**Source text**:

Ben Caplan review – burlesque folk with a bellowing ringmaster

Thrillingly decadent … Ben Caplan with the Casual Smokers
Thrillingly decadent … Ben Caplan with the Casual Smokers

Hailing from Nova Scotia, Ben Caplan is a tireless touring musician in the great roots tradition, and with his windswept hair and astonishing beard looks like he commutes to far-flung gigs via Viking longboat. On stage, with a manbun and Ipcress File glasses, he also bears a striking resemblance to Frankie Boyle at his bristliest. The voice, though, is something else. When speaking, Caplan has the playful, sub-bass rumble of Seth Rogen. When singing, it’s like the rock-gargling croaks of Tom Waits and James Hetfield mingled and matured in an oloroso cask.

Caplan has toured with turbocharged Norwegian nu-folkers Katzenjammer, and they share a taste for rich, demonic, black forest gateau folk – that particular stripe of lurid oompah that can seem thrillingly decadent or dangerously close to cartoonish depending on your tolerance. Opening stomper Birds With Broken Wings, named for his recent second album, is a darkly comic shopping list of self-destructive stuff, a Satanic hoedown. But it is immediately followed by the poised foxtrot of Beautiful, a slinky come-on with traces of showtune DNA.

With his backing band the Casual Smokers on drums, double-bass, piano and, occasionally, melodica, Caplan plays the role of oversized ringmaster to the hilt. “This next one is about death!” he bellows, introducing Belly of the Worm, a swaying country heartbreaker that builds to a deafening white-noise blowout. He can also dial his mega-rasp down to a lubricated croon: the ragged soul of 40 Days and 40 Nights, a snapshot of sexually frustrated separation anxiety, is a hair away from the Afghan Whigs. Caplan closes with the emphatically theatrical Stranger, where he recounts a series of gloomy lifehacks from a gallery of mordant characters, most of whom sound like the Count from Sesame Street. It’s a rollicking end to his energised burlesque.

**Data listing**:

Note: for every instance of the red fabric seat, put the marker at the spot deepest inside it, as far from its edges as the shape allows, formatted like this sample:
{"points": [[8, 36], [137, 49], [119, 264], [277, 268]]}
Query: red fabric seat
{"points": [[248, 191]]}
--
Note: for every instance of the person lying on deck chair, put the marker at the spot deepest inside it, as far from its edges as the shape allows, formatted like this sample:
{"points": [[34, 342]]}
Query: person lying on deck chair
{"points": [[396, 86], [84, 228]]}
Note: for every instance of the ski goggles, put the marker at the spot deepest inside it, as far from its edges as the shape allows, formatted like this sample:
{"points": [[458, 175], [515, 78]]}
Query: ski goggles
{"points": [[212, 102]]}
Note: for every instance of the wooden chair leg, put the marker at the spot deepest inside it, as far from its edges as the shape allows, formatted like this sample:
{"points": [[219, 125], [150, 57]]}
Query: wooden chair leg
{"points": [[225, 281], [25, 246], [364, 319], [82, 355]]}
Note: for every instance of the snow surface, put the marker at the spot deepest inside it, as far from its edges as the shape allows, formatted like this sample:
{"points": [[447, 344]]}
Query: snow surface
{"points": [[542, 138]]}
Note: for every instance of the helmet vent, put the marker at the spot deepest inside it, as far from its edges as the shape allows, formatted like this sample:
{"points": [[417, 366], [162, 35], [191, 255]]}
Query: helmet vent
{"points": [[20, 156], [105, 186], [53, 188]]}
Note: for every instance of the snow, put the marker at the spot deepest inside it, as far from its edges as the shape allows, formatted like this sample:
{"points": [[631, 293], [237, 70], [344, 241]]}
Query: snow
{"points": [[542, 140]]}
...
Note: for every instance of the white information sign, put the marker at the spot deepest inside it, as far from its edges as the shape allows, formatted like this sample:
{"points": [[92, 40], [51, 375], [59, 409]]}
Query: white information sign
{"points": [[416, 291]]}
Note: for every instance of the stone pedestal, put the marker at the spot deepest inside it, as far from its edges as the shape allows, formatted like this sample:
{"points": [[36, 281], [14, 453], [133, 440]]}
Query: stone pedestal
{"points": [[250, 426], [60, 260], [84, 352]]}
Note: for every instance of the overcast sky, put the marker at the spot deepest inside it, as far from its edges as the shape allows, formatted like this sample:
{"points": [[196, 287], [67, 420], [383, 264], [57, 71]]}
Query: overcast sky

**Questions**:
(a) Answer from the Ben Caplan review:
(i) Where does Ben Caplan come from?
(ii) Which band has Caplan toured with?
(iii) Which instruments do the Casual Smokers play?
(b) Render this sentence from the Ben Caplan review in Spanish: "Caplan closes with the emphatically theatrical Stranger, where he recounts a series of gloomy lifehacks from a gallery of mordant characters, most of whom sound like the Count from Sesame Street."

**Exercise results**:
(a)
(i) Nova Scotia.
(ii) Katzenjammer, the Norwegian nu-folkers.
(iii) Drums, double-bass, piano and, occasionally, melodica.

(b) Caplan cierra con la enfáticamente teatral Stranger, en la que relata una serie de sombríos trucos para la vida de boca de una galería de personajes mordaces, la mayoría de los cuales suenan como el Conde de Barrio Sésamo.